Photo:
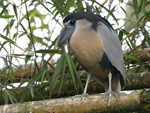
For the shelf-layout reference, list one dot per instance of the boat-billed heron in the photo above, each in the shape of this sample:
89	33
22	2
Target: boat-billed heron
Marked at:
97	47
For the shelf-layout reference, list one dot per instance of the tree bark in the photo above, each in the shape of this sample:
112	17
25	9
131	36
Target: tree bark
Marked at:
134	101
134	81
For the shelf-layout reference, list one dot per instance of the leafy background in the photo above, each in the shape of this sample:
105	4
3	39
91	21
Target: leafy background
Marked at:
30	68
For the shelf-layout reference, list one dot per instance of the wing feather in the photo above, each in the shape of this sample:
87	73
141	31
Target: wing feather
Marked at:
112	47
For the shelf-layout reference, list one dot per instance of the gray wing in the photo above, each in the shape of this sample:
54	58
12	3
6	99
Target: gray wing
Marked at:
112	47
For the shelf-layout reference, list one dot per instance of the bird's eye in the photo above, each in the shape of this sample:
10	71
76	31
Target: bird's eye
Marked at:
72	22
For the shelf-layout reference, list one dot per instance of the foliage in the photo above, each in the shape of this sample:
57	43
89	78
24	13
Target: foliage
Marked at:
36	22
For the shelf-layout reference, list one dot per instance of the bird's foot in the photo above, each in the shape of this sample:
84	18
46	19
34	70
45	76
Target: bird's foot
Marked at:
108	93
82	95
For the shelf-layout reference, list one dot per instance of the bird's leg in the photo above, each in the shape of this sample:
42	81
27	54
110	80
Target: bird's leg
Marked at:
86	85
109	89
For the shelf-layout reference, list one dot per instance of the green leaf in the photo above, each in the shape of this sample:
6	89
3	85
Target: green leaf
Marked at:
39	93
45	64
24	94
143	6
43	75
135	5
131	57
49	78
59	2
22	82
27	58
10	41
11	97
47	51
37	76
15	10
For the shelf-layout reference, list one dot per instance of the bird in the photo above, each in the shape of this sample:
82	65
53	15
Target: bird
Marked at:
96	45
129	9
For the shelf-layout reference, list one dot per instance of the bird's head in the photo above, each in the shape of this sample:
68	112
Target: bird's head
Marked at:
70	24
76	20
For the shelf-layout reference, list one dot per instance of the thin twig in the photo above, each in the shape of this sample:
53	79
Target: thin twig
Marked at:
30	34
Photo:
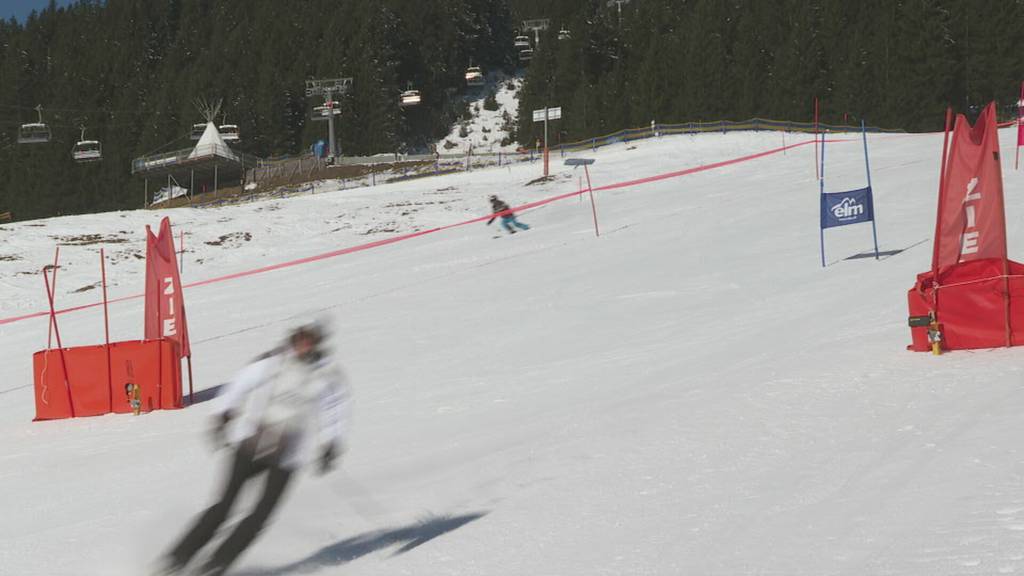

INSTRUCTIONS FOR THE TASK - Without including any pictures, print each record exactly.

TASK RESPONSE -
Photo:
For the shelf-layout reference, list one dot per instance of the boat-billed heron in the photo above, each in the shape of this sample:
89	33
22	2
Target: boat-billed heron
Marked at:
97	47
For the shelf-layout reference, list one dot per instance of the tree bark in the photo above, each in the shape of this sample:
112	17
25	9
131	36
Target: tree bark
Marked at:
134	101
134	81
For the shelf-layout reference, list one dot per instance of the leafy background in the photo above, each in the shape of this sample:
105	4
3	39
91	21
Target: leafy background
Marked at:
30	68
For the shelf-layout reference, list one dot per instance of the wing feather in the photo above, each in the shape of this sample:
87	73
141	31
Target: wing feather
Marked at:
112	47
For the shelf-layout reference, list one dot per instance of the gray wing in the photo above, each in the shape of this sample:
54	58
12	3
6	99
Target: gray wing
Marked at:
112	47
For the shelf-layout reference, list one dot per instance of the bird's eye in the photo above, each in the shape of this sample:
10	71
76	31
Target: bird's eye
Marked at:
72	22
For the shelf-layout reference, list one dot per instance of the foliage in the photo above, each in the shape of this sample:
57	43
89	78
24	13
Target: foliage
Marked at:
36	22
For the shelf-layout reference, list one dot per instance of the bird's foot in the photo above, each in the shape of this sample:
84	18
46	19
34	70
45	76
Target: bird's foot
Marked at:
108	93
82	95
For the shelf-layout reference, list one dot per instance of the bird's leg in the photo above, each in the shape of this sample:
42	81
27	54
110	80
Target: bird's leg
Marked at:
86	85
109	89
For the shelf-layout reference, list one dot per instance of the green leaf in the photo above, each in the shape of this sample:
6	89
3	85
Target: green leaf
Marked at:
39	93
45	64
24	94
143	6
43	75
135	5
131	57
49	78
59	2
22	82
27	58
10	41
11	97
47	51
37	76
15	10
For the shelf-layout reference, list one dot per instance of the bird in the photo above, each in the shape of this sample:
82	65
53	15
Target: bird
Marked at:
96	45
129	9
For the shelf-layout reference, list one dot per instance of the bird's head in the photo above, each in the shape of this sample:
68	112
Target: bird's head
Marked at:
70	24
76	20
For the shelf-layout reference, list one dot per instance of the thin twig in the photo above, each in the shape of this sample:
53	79
Target: thin twig
Marked at:
30	34
Photo:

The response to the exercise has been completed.